_The request_
Copy every one of the rows below in full, requests included, and increase each point coordinate in the answers by 69 while leaving the requests and their format samples as they are. Leave the pictures out of your answer.

_Records supplied_
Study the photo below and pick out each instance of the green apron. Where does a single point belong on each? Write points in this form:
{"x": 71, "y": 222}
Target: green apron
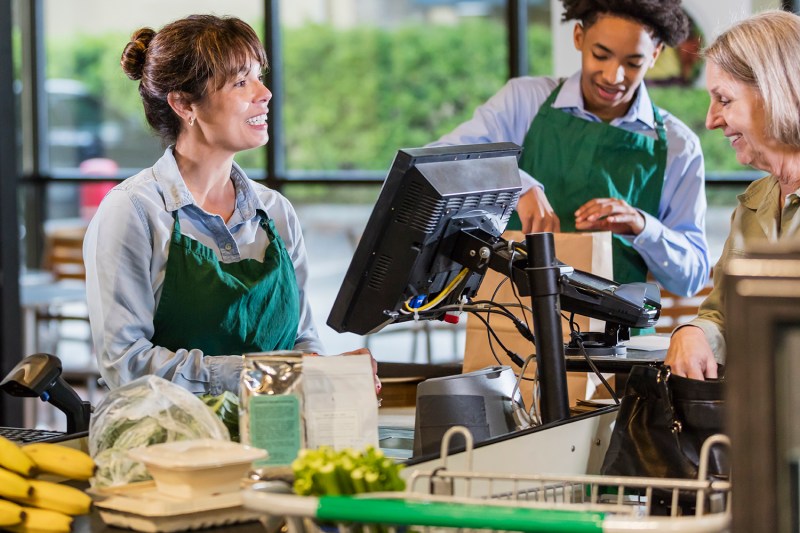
{"x": 577, "y": 160}
{"x": 227, "y": 308}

_Written solution_
Study the photo below and pick out each instance of the green apron. Where does a single point belong on each? Write points in this form:
{"x": 71, "y": 222}
Target: green apron
{"x": 646, "y": 229}
{"x": 296, "y": 377}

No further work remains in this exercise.